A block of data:
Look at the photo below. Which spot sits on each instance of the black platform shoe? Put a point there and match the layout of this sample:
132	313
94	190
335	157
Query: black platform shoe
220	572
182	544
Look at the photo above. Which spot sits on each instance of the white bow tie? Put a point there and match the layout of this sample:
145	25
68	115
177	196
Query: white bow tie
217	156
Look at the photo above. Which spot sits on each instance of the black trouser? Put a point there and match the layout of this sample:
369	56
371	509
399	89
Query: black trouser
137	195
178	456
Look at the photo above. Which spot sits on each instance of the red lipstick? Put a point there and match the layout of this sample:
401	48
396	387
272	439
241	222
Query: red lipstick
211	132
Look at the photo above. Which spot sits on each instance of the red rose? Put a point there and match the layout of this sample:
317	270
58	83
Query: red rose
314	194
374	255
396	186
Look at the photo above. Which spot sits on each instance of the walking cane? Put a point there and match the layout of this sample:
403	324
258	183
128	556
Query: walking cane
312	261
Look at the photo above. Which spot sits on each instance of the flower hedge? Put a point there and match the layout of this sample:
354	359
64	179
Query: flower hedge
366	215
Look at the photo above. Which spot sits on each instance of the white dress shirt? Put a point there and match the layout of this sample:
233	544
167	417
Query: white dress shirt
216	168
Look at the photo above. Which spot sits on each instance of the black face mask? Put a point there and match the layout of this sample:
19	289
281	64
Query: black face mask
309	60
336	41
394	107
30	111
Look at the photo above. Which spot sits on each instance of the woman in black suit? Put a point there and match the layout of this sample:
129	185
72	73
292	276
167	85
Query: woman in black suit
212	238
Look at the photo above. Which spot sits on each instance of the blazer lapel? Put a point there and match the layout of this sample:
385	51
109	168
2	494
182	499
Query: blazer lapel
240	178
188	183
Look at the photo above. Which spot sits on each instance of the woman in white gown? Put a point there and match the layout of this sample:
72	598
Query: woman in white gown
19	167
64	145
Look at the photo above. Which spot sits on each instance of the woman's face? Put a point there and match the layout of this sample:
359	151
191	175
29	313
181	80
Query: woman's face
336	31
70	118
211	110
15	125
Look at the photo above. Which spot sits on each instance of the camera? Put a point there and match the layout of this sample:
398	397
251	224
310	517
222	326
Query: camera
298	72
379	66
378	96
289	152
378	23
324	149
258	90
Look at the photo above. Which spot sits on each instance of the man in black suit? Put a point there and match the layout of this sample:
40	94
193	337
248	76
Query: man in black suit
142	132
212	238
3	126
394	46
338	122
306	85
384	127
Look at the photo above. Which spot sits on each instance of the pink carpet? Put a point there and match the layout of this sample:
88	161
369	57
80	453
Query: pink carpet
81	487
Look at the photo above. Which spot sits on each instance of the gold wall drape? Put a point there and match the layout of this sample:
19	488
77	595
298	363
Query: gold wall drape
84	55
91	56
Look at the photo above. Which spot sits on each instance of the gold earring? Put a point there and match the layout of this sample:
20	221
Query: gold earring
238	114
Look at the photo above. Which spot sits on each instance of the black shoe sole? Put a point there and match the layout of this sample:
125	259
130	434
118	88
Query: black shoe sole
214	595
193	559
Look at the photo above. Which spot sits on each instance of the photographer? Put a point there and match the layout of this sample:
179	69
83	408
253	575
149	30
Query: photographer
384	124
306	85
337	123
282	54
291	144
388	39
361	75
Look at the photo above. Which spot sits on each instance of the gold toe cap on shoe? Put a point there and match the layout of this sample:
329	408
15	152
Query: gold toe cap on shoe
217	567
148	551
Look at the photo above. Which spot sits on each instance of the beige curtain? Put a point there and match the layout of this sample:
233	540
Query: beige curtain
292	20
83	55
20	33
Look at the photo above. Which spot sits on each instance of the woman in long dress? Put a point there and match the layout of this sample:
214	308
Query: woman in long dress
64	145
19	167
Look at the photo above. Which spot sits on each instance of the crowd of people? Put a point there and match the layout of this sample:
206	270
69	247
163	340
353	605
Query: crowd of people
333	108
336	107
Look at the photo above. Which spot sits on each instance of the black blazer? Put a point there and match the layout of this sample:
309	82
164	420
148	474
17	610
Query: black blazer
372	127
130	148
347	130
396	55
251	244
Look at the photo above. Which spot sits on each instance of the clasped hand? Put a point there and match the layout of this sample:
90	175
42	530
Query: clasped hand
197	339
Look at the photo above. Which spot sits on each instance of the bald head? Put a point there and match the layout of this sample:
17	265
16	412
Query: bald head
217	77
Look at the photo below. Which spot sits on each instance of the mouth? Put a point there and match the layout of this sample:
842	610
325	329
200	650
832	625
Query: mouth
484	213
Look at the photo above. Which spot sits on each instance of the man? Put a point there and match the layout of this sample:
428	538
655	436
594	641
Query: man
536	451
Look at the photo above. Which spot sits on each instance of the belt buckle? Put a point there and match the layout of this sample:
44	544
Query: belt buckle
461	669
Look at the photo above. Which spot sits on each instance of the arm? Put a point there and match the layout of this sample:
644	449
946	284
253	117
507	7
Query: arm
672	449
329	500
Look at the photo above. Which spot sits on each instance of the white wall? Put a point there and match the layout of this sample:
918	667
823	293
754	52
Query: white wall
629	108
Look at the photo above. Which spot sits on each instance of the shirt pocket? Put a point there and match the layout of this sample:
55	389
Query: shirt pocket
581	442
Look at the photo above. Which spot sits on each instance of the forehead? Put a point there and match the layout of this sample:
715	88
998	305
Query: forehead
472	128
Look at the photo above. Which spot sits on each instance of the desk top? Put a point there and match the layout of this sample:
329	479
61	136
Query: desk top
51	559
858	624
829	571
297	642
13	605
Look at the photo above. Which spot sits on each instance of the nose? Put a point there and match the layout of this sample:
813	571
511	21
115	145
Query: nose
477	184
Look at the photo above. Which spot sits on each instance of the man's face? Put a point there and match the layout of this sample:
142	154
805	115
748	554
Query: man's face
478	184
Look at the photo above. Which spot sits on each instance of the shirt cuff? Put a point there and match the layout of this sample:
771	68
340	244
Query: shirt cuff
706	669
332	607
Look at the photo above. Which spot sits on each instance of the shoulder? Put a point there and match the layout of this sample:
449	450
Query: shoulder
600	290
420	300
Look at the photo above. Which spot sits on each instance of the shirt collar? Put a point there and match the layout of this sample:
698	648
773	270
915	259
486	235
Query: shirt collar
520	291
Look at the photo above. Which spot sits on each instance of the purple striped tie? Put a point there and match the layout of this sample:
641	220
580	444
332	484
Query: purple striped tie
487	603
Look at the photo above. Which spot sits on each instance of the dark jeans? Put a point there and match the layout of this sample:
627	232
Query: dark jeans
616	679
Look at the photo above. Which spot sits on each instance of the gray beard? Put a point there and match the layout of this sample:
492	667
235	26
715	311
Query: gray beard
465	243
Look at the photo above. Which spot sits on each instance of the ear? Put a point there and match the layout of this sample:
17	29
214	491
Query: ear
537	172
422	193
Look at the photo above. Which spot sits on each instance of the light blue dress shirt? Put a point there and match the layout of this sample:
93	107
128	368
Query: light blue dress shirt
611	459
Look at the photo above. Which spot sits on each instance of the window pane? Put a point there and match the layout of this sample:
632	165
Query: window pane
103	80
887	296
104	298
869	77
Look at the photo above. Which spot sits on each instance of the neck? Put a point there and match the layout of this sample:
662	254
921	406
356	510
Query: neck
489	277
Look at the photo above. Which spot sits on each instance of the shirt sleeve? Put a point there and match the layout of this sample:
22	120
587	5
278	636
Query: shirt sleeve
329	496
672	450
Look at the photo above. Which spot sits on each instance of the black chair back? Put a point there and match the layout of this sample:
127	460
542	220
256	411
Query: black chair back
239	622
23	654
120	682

» GIVEN EXERCISE
Could you lay out every line of the records above as a numbered list, skipping any blank lines?

» FULL SOLUTION
1. Look at the photo below. Which spot sits on each instance of the black platform shoe? Put a point there and match the layout of this sample:
2. 132	313
3. 94	190
4. 335	157
5. Query: black platform shoe
6. 220	572
7. 182	544
8. Look at the photo above. Which spot sits on each instance of the white bow tie? Put a point there and match the layout of this sample:
9. 145	25
10. 68	115
11. 177	196
12. Query: white bow tie
13. 217	156
14. Look at the photo above. Which spot sits on each instance of the black trouser? Put a point there and match the layout of this sample:
15. 369	56
16. 371	509
17. 399	89
18. Query: black trouser
19. 137	195
20. 178	456
21. Look at the photo above. Which spot sits on each instance of the red lipstick? Put a point there and match the layout of this sample:
22. 401	48
23. 396	387
24. 272	439
25. 241	222
26. Query: red lipstick
27. 211	132
28. Look at the photo above. Which spot sits on each instance of the red rose? Put a point there and match the layout of this sample:
29. 317	270
30. 58	83
31. Query: red rose
32. 314	194
33. 374	255
34. 396	186
35. Look at the photo above. Which spot sits on each instance of the walking cane? Put a point there and match the layout of this sample:
36. 403	324
37. 258	183
38. 128	556
39. Query: walking cane
40. 312	261
41. Look at the photo above. Which spot sits on each instance of the flower hedge? Put a point there and match the layout of this sample:
42. 354	359
43. 64	179
44. Query: flower hedge
45. 366	215
46. Look at the photo above. Which spot sits on each instance of the white dress shirt? Put a point there and match the layout of this sample:
47. 233	544
48. 167	417
49. Query: white dress shirt
50. 216	168
51. Look at the photo above. Which spot sits on each instance of the black face mask? Put a point there and match the layout of this sample:
52. 19	289
53. 281	64
54. Query: black face mask
55. 309	60
56. 336	41
57. 394	107
58. 30	111
59. Look at the photo above. Which spot sits on each instance of the woman in black suit? Put a point there and match the layout of this sample:
60. 129	185
61. 72	73
62. 292	276
63. 167	85
64. Query: woman in black suit
65. 212	238
66. Look at the photo above. Which spot sits on each instance of the blazer lapel? Put a point there and match the layout of this sample:
67. 385	51
68. 109	168
69. 2	494
70. 182	499
71. Query: blazer lapel
72. 240	178
73. 188	183
74. Look at the photo above. Which spot sits on each instance of the woman in white gown? Put a point there and match the layout of this sample:
75. 72	598
76. Query: woman in white gown
77. 19	167
78. 64	145
79. Look at the photo above. Which spot sits on each instance of the woman's face? Put a point there and match the layout of this sample:
80. 359	151
81. 191	175
82. 29	313
83. 181	80
84. Query: woman's face
85. 336	31
86. 70	118
87. 211	110
88. 15	125
89. Look at the photo above. Which spot sits on each instance of the camera? Put a point there and match the layout of this sample:
90. 398	397
91. 251	224
92. 310	517
93. 222	326
94. Query: camera
95. 298	72
96. 379	66
97. 378	96
98. 289	152
99. 378	23
100. 324	149
101. 258	90
102. Look at the photo above. Which spot sits on each instance of the man in black suit? Put a point there and match the layout of this sample:
103. 40	94
104. 193	337
105. 248	76
106. Query: man in black suit
107. 142	132
108. 212	238
109. 3	126
110. 394	46
111. 338	122
112. 306	85
113. 384	127
114. Look at the photo above. Which spot sits on each instance of the pink carpet? Put a point there and match the layout of this sample:
115. 88	161
116. 369	57
117. 80	453
118. Query: pink carpet
119. 81	487
120. Look at the photo above. Which spot sits on each instance of the gold wall drape? Put a point there and match the layout of this sample:
121. 19	488
122. 77	595
123. 298	363
124. Query: gold wall drape
125. 84	55
126. 91	56
127. Look at the photo above. Which spot sits on each instance of the gold earring? Put a point there and match the layout of this sample:
128. 20	221
129. Query: gold earring
130. 238	114
131. Look at the photo above. Which spot sits on each instance of the black shoe sole? Put a point there and match the layout of this sample:
132. 125	259
133. 130	434
134. 118	88
135. Query: black shoe sole
136. 214	595
137. 193	559
138. Look at the photo above. Which spot sits on each instance of the photographer? Put a point there and match the layout of this sample:
139. 179	69
140. 83	408
141. 253	575
142. 149	30
143. Query: photographer
144. 384	124
145. 306	85
146. 337	123
147. 282	54
148. 291	144
149. 388	39
150. 361	75
151. Look at the photo above. Which spot sits on each instance of the gold toe cap on shoe? Put a point there and match the layout of this sample:
152. 329	408
153. 15	152
154. Query: gold toe cap on shoe
155. 217	567
156. 148	551
157. Look at the photo above. Which spot sits on each instance of the beige curtain? Put a point there and match the layout of this sample:
158. 233	540
159. Query: beige curtain
160. 292	20
161. 83	55
162. 20	33
163. Look at the photo above. Which spot sits on each instance of the woman in long dress? Put a point there and match the layout of this sample:
164. 214	308
165. Query: woman in long dress
166. 64	145
167. 19	167
168. Look at the photo above. Which spot sits on each instance of the crowd of people? Put a point there and match the layout of this sample:
169. 206	270
170. 69	247
171. 163	340
172. 353	605
173. Query: crowd of people
174. 333	108
175. 336	107
176. Look at the photo above. Which spot sits on each instance of the black blazer? Put a point there and match the layout of this sample:
177. 309	82
178. 164	420
179. 148	474
180. 17	610
181. Query: black blazer
182. 372	127
183. 130	148
184. 347	130
185. 396	55
186. 251	244
187. Look at the photo above. Which spot sits on each instance of the clasped hand? Put a point there and match the layout of this sample:
188. 90	175
189. 42	530
190. Query: clasped hand
191. 197	339
192. Look at the photo above. Which spot sits on each instance of the bald head? Put a point there and match the layout of this sample:
193. 17	265
194. 16	412
195. Query: bald head
196. 217	77
197. Look at the photo below. Which spot sits on each instance of the mouth? Put a point there and match the layout of this sample:
198. 842	610
199. 325	329
200. 200	650
201. 832	625
202. Query: mouth
203. 484	213
204. Look at the photo above. Which spot sits on each instance of the man? Put a point there and match the layout of this sample:
205. 428	538
206. 655	436
207. 594	641
208. Query: man
209. 536	451
210. Look at the photo above. Which spot sits on each instance of the belt buckle? Put a point there and match the layout of this sample:
211. 44	544
212. Query: belt buckle
213. 461	669
214. Look at the photo above. Which spot sits on each instance of the arm? Put a point there and match the layout of this sample:
215. 644	449
216. 946	284
217. 253	117
218. 507	7
219. Query: arm
220. 672	449
221. 329	500
222. Look at the photo above. Which spot sits on each instance of the white wall? Put a point there and match the layout of this sample:
223. 918	667
224. 823	293
225. 754	52
226. Query: white wall
227. 629	108
228. Look at the photo above. Which spot sits on each instance of the shirt pocket? Put a point there and match the layout of this sample:
229. 55	389
230. Query: shirt pocket
231. 581	442
232. Look at the photo above. Which spot sits on each instance of the forehead? Put a point there and match the layout of this sample:
233. 715	88
234. 998	305
235. Query: forehead
236. 472	128
237. Look at the photo above. Which spot sits on each instance of the desk top? Put a point there and match the layout of this sample:
238. 329	479
239. 61	136
240. Query: desk top
241. 51	559
242. 858	624
243. 829	571
244. 297	642
245. 13	605
246. Look at the photo above. Which spot sits on each instance of the nose? Put a point there and match the layout of this sample:
247. 813	571
248. 511	21
249. 115	145
250. Query: nose
251. 477	184
252. Look at the photo above. Which spot sits on each instance of the man's face? Put a point there and match the layout of this sample:
253. 142	154
254. 805	115
255. 748	554
256. Query: man's face
257. 478	184
258. Look at the photo above. Which spot sits on each instance of the shirt cuff? Put a point there and match the layout of this sample:
259. 771	68
260. 340	244
261. Query: shirt cuff
262. 706	669
263. 332	607
264. Look at the photo above. Which spot sits on each instance of the shoulder? Put a point there and match the layout of this sample:
265. 449	450
266. Query: shoulder
267. 600	290
268. 420	300
269. Look at the photo above. Which spot sits on each instance of the shirt collar? Put a point there and match the layout of this sample:
270. 698	648
271. 773	270
272. 915	259
273. 486	235
274. Query: shirt collar
275. 520	291
276. Look at the photo above. Which spot sits on each instance of the purple striped tie? Put a point there and match the layout of this sample:
277. 641	220
278. 580	444
279. 332	484
280. Query: purple striped tie
281. 487	603
282. Look at the photo above. Which spot sits on each instance of the dark jeans? Put a point there and match the layout of this sample:
283. 627	232
284. Query: dark jeans
285. 616	679
286. Look at the photo above. Which spot sits on each instance of the gray beard? Put a point there and match the layout of this sample:
287. 492	667
288. 235	26
289. 715	311
290. Query: gray beard
291. 465	243
292. Look at the photo above. Which spot sits on each instance of the ear? Put a point there and match the layout of this sample:
293. 17	29
294. 214	491
295. Query: ear
296. 537	172
297. 422	193
298. Look at the photo above. Which spot sits on each instance of the light blue dress shirt? Put a point there and match the layout of this sample:
299. 93	107
300. 128	368
301. Query: light blue dress shirt
302. 611	459
303. Look at the photo above. Which spot sits on each instance of the window pane? Put a point there and match the layout of this sample:
304. 632	165
305. Query: window pane
306. 103	80
307. 887	296
308. 104	298
309. 869	77
310. Look at the photo above. Which spot sits on each instance of the neck? Put a point there and match the layout of this sample:
311. 662	254
312. 921	406
313. 356	510
314. Query: neck
315. 489	277
316. Look at the photo above. Which spot sits on each instance of the shirt sleeve? Put a point there and match the layout of this sample:
317. 22	120
318. 587	5
319. 278	636
320. Query: shirt sleeve
321. 329	496
322. 672	450
323. Look at the photo above. Which spot sits on each instance of the black chair back? Put a point there and match the layout of this sample:
324. 127	460
325. 542	220
326. 256	411
327. Query: black chair back
328. 239	622
329. 23	654
330. 120	682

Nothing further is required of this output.